• Work instructions: Once the line containing "point: stone wall" is found, copy that line and all remaining lines of the records exactly, including the last one, and add nothing.

##### Materials provided

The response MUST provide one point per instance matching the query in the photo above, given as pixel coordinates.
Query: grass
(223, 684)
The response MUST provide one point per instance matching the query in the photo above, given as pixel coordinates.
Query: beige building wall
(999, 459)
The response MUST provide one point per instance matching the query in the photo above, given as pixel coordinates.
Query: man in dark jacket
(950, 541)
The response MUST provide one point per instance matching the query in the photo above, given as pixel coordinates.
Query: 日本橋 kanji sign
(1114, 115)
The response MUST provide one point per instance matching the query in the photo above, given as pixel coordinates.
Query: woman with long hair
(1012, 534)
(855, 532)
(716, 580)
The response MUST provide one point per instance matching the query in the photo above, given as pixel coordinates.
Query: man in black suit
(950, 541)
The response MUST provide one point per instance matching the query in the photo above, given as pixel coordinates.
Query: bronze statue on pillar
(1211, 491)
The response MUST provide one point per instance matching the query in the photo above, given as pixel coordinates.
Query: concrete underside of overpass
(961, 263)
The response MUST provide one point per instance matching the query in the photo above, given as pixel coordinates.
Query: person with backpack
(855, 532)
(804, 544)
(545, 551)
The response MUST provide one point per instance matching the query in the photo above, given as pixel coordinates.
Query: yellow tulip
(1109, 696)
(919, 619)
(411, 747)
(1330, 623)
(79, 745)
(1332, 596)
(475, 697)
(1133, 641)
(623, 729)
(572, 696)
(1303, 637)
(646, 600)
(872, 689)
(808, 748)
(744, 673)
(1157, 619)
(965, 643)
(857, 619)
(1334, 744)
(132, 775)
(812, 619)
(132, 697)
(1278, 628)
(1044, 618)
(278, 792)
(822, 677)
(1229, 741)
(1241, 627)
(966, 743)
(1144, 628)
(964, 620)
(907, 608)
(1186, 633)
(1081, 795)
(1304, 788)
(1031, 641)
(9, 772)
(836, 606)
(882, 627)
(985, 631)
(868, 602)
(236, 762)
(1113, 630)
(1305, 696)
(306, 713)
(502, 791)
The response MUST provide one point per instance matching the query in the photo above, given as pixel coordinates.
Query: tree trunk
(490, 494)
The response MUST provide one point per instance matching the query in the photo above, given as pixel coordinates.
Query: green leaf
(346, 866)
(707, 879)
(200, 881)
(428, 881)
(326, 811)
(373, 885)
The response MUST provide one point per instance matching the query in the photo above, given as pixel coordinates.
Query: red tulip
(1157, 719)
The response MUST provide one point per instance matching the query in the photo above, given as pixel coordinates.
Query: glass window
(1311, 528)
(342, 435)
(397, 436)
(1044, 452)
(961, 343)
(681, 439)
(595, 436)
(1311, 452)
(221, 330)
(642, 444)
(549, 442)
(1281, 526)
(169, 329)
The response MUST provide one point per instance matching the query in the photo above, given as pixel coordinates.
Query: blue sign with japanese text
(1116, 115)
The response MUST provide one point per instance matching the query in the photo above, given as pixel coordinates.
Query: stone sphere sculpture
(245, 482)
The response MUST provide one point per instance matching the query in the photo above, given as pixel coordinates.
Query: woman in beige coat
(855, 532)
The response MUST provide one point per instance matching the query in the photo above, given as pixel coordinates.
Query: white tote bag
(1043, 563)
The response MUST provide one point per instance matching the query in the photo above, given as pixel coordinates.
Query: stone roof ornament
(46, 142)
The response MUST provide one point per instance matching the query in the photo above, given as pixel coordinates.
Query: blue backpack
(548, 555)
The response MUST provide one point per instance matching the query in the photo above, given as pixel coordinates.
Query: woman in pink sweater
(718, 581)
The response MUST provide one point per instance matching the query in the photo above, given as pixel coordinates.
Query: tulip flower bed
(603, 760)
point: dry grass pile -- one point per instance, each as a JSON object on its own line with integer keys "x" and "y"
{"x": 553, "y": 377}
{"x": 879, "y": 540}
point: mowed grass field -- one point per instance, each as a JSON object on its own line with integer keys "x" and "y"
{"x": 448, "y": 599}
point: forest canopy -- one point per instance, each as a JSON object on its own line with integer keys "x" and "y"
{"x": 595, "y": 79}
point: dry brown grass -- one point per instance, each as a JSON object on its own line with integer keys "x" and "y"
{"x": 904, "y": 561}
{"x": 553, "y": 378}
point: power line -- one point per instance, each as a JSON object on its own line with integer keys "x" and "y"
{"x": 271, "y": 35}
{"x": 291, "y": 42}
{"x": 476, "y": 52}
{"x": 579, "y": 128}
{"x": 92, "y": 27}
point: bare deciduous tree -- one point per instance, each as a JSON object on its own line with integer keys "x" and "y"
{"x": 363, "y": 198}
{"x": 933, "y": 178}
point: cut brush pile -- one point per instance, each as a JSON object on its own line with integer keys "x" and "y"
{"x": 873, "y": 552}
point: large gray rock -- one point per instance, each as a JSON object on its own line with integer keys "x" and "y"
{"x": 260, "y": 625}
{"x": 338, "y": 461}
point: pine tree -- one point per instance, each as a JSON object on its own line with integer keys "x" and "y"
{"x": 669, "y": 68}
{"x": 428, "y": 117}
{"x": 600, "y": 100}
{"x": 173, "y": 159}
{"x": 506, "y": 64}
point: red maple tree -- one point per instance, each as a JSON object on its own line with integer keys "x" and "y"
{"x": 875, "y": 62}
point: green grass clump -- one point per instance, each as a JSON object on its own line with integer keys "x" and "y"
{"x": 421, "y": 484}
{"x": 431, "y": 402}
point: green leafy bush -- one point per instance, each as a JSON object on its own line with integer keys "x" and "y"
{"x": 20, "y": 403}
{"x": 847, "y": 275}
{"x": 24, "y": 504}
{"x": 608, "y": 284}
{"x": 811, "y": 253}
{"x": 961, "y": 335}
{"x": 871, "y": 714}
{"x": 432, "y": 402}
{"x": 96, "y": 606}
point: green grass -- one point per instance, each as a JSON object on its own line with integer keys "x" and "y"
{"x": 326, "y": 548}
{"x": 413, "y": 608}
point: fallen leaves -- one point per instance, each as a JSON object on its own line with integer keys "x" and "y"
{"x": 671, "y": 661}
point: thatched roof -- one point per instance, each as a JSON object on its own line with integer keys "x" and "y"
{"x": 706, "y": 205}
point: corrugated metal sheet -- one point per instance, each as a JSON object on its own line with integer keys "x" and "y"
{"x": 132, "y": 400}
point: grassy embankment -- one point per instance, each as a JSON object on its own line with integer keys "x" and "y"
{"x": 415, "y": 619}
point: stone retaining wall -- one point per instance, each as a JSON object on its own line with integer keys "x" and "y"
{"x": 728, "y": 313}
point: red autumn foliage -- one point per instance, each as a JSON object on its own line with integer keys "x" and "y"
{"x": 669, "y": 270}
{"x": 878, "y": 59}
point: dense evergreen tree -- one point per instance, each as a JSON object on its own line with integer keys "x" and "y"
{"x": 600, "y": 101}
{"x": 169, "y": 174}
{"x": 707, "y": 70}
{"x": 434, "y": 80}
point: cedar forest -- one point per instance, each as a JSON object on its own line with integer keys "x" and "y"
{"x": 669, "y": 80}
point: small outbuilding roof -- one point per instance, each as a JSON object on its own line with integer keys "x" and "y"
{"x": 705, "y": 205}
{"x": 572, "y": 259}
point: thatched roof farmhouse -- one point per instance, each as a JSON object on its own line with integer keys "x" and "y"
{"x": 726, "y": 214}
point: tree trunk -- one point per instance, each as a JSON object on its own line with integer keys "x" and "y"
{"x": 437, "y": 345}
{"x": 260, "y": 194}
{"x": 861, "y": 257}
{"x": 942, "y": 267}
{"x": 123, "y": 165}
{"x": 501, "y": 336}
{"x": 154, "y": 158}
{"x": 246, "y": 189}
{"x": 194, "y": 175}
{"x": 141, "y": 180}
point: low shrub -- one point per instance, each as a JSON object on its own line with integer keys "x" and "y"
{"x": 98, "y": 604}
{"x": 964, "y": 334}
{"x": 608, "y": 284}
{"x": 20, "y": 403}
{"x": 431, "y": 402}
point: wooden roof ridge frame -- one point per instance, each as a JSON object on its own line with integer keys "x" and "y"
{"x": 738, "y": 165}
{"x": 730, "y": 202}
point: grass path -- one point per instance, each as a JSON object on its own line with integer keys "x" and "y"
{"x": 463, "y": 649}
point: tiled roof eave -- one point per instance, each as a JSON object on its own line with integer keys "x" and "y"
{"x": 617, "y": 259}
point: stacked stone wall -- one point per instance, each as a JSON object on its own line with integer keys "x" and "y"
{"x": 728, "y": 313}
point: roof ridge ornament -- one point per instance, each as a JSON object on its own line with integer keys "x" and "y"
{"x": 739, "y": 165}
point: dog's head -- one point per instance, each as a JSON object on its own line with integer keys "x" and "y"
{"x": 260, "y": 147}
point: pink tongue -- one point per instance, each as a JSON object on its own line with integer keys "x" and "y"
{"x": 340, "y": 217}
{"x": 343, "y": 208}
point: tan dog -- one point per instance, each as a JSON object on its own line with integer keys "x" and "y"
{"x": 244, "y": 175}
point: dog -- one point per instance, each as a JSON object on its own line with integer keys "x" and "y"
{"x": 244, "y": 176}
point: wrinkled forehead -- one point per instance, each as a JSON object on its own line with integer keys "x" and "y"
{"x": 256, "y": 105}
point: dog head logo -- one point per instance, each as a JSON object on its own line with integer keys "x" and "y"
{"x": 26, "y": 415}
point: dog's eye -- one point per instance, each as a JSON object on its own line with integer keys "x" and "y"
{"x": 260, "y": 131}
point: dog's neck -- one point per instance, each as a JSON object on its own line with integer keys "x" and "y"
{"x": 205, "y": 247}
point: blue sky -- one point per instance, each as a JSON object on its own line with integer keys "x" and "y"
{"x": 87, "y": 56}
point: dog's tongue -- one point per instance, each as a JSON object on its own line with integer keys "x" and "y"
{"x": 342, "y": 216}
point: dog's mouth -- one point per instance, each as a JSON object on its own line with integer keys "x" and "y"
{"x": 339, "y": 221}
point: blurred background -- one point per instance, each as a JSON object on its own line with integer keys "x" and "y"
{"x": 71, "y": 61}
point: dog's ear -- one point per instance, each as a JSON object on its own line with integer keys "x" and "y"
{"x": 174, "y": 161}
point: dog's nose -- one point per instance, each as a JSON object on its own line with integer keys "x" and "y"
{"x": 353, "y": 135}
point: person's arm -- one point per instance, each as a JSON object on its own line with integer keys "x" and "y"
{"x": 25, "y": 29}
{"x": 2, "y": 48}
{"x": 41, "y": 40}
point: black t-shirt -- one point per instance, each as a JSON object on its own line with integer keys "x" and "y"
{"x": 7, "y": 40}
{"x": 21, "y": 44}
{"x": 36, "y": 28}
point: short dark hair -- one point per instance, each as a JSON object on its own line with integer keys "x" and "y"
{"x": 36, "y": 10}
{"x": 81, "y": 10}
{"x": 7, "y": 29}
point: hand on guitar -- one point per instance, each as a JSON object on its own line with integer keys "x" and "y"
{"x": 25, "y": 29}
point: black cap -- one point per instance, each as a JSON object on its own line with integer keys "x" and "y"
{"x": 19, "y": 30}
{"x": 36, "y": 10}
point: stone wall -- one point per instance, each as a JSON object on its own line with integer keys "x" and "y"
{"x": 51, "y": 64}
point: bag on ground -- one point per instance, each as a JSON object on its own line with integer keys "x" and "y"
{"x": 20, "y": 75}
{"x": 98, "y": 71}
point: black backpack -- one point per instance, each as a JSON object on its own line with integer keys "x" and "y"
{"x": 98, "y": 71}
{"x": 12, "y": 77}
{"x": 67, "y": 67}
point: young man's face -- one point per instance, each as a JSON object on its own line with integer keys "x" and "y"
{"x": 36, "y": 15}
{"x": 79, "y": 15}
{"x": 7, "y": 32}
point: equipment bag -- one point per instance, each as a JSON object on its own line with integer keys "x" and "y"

##########

• Response for this exercise:
point: stone wall -- one point per instance, each as a JSON object on its own line with integer keys "x" and "y"
{"x": 51, "y": 64}
point: bag on ground -- one point per instance, each as a JSON object on its own line with integer keys "x" and "y"
{"x": 20, "y": 75}
{"x": 98, "y": 71}
point: black backpack -- one point per instance, each as a JSON object on its own line with integer keys "x" and "y"
{"x": 98, "y": 71}
{"x": 12, "y": 77}
{"x": 67, "y": 67}
point: young man's face -- one point per instance, each as a JSON object on its own line with integer keys "x" and "y"
{"x": 36, "y": 15}
{"x": 79, "y": 15}
{"x": 7, "y": 32}
point: equipment bag -- one point per instance, each as a JSON object on its own line with integer keys "x" and "y"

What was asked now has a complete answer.